— Begin Excerpt provided —
No invisible columns
If the input table has invisible columns, they are not included in the column list and the final SELECT statement cannot access them, even if the final
SELECT statement lists them explicitly.
The only way to get access to such columns is by using a view or a named subquery that lists them explicitly.
[UPDATE 2020-12-27: the DBMS_TF.TABLE_T record has additional fields table_schema_name and table_name. We can plug those values into the SELECT statement (instead of referring to the parameter itself) and then all columns are accessible.]
SQL macros were supposed to appear in 20c, and have now arrived in 21c. Table macros were back-ported to version 19, starting with 19.7. Unfortunately, 19.8 (on livesql.oracle.com) has limited functionality compared to 21c, and even compared to the Cloud Autonomous Database which is theoretically at version 19.5!
— End Excerpt provided —
What you will do:
Write out the stretch of the SQL macros excerpt above from "No invisible columns" through "that lists them explicitly.", word for word.
— Begin Data excerpt —
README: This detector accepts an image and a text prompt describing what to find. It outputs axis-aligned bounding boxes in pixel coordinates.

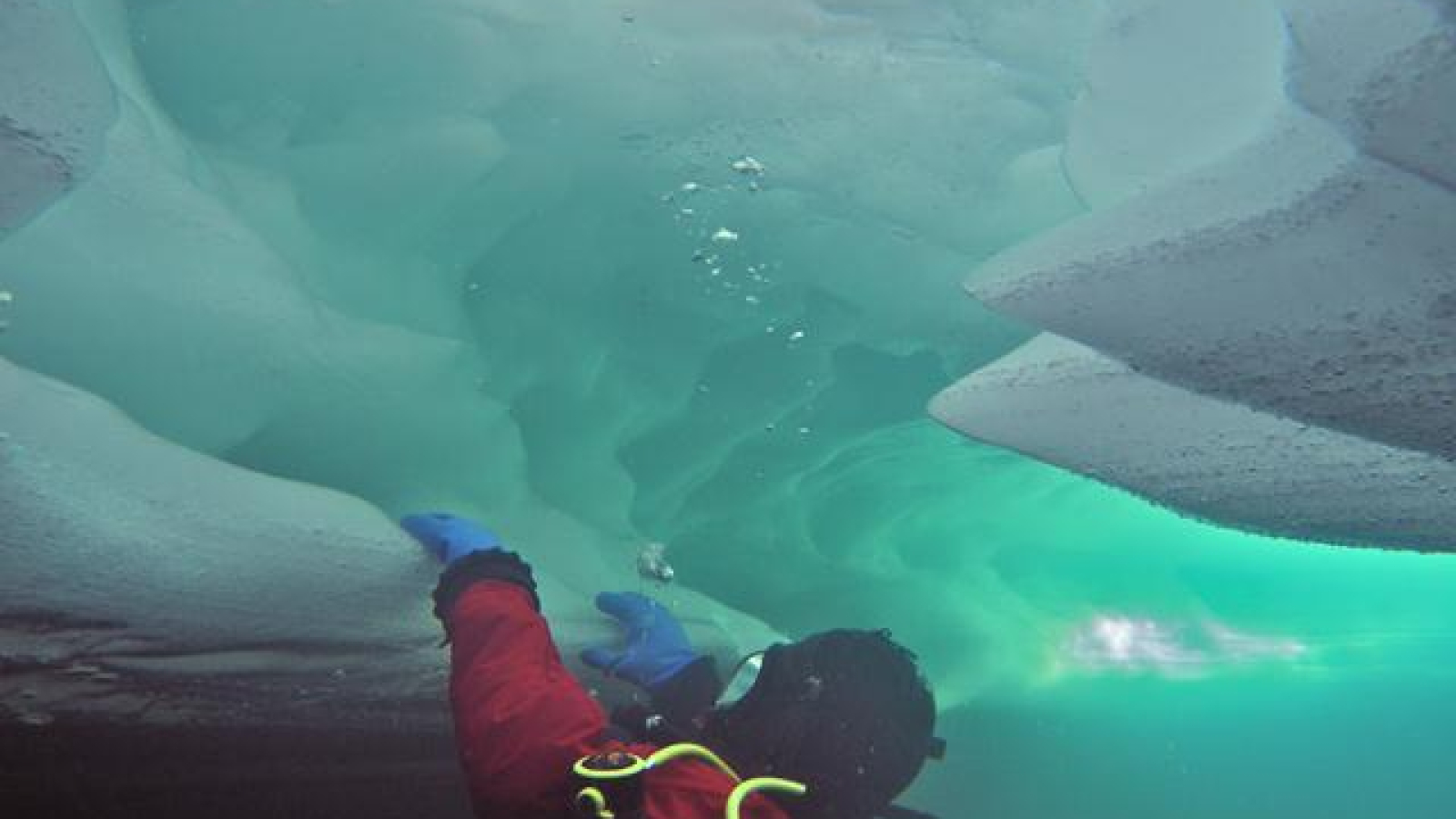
— End Data excerpt —
Output for this task:
No invisible columns
If the input table has invisible columns, they are not included in the column list and the final SELECT statement cannot access them, even if the final
SELECT statement lists them explicitly.
The only way to get access to such columns is by using a view or a named subquery that lists them explicitly.